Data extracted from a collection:
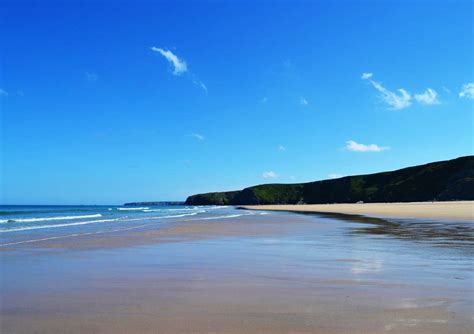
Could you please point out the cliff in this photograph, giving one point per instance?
(439, 181)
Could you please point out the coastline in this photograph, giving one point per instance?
(456, 210)
(255, 273)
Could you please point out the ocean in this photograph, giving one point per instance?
(28, 223)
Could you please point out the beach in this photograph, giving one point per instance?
(241, 271)
(458, 210)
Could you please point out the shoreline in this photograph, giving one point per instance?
(455, 210)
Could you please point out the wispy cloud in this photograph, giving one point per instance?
(467, 91)
(401, 98)
(354, 146)
(198, 136)
(429, 97)
(270, 175)
(335, 175)
(395, 101)
(179, 66)
(91, 76)
(200, 84)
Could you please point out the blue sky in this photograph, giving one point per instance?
(108, 102)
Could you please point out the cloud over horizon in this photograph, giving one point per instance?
(270, 175)
(354, 146)
(335, 175)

WORK ITEM =>
Can you restate all the records above word for word while dropping the pictures?

RESPONSE TO THE EXERCISE =>
Could you please point out the cliff in this photograph, giving one point per instance?
(439, 181)
Could you please point out the coastline in this photograph, giving one point per instance?
(456, 210)
(255, 273)
Could you please point out the ocean in this photograph, giving one point per instance?
(28, 223)
Could you please point out the beach in this photograph, giving one point per instance?
(241, 271)
(458, 210)
Could you please point out the shoreline in this photograph, giving one point per instance?
(455, 210)
Could you please point out the wispy cloud in this photograph, giving one point per instance?
(467, 91)
(401, 98)
(354, 146)
(198, 136)
(429, 97)
(270, 175)
(335, 175)
(395, 101)
(179, 66)
(91, 76)
(200, 84)
Could you please point out the blue sky in this photograph, giving one point per instance?
(108, 102)
Could you please point out the cloud over horizon in this photograph, giving one point per instance?
(270, 175)
(354, 146)
(335, 175)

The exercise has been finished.